Location annotation dataset excerpts:
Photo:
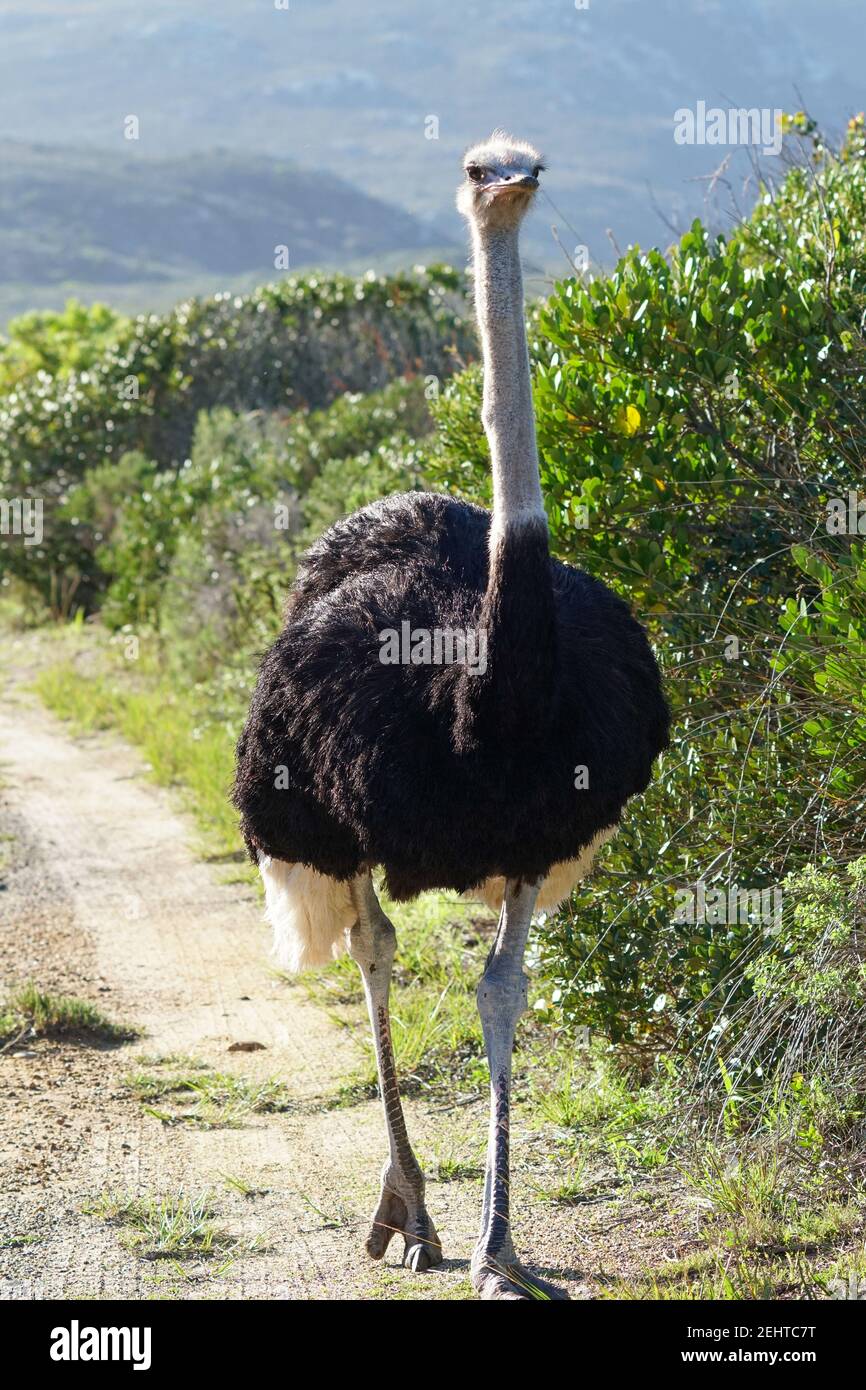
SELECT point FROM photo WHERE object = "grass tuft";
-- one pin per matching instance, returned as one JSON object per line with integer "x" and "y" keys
{"x": 29, "y": 1012}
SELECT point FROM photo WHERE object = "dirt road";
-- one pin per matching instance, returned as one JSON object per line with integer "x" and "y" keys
{"x": 104, "y": 898}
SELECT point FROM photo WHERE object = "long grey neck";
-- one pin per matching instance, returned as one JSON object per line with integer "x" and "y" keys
{"x": 508, "y": 394}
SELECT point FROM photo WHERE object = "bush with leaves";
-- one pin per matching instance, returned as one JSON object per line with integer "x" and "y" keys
{"x": 697, "y": 416}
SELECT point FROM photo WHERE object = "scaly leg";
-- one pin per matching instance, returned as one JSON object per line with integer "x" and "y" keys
{"x": 502, "y": 997}
{"x": 371, "y": 944}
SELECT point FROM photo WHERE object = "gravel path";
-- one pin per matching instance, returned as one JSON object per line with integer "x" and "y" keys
{"x": 104, "y": 898}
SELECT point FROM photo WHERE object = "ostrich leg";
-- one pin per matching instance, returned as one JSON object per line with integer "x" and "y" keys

-- Required task --
Output the records above as a numbered list, skipping blank lines and omitting the pictures.

-- Right answer --
1. Photo:
2. SELECT point FROM photo WHERE object = "grass tuft";
3. -- one pin per matching instance, returned as one JSON object per line with integer "x" and "y" keys
4. {"x": 29, "y": 1012}
5. SELECT point FROM photo WHERE object = "dirt road";
6. -- one pin per matching instance, returned as one JSON object per line with integer "x" and "y" keys
7. {"x": 104, "y": 898}
8. SELECT point FROM photo WHERE object = "long grey neck";
9. -- one pin per matching instance, returned as one JSON object per line with integer "x" and "y" keys
10. {"x": 508, "y": 394}
11. SELECT point FROM photo WHERE object = "bush with leaves";
12. -- one pin per matching instance, returned as one JSON object per line with integer "x" and "y" keys
13. {"x": 697, "y": 416}
14. SELECT point FROM photo WHERE object = "scaly leg";
15. -- one pin per matching instance, returned as one JSON object per line with integer "x" and "y" keys
16. {"x": 502, "y": 997}
17. {"x": 371, "y": 944}
18. SELECT point FROM photo WHERE object = "gravel path";
19. -- one pin per matching instance, returned as one JSON object per line with integer "x" and "y" keys
20. {"x": 104, "y": 898}
21. SELECT point FROM photo WHERE object = "ostrich leg";
22. -- one pin per matching instance, returned as one JSON object per line with integer "x" and "y" keys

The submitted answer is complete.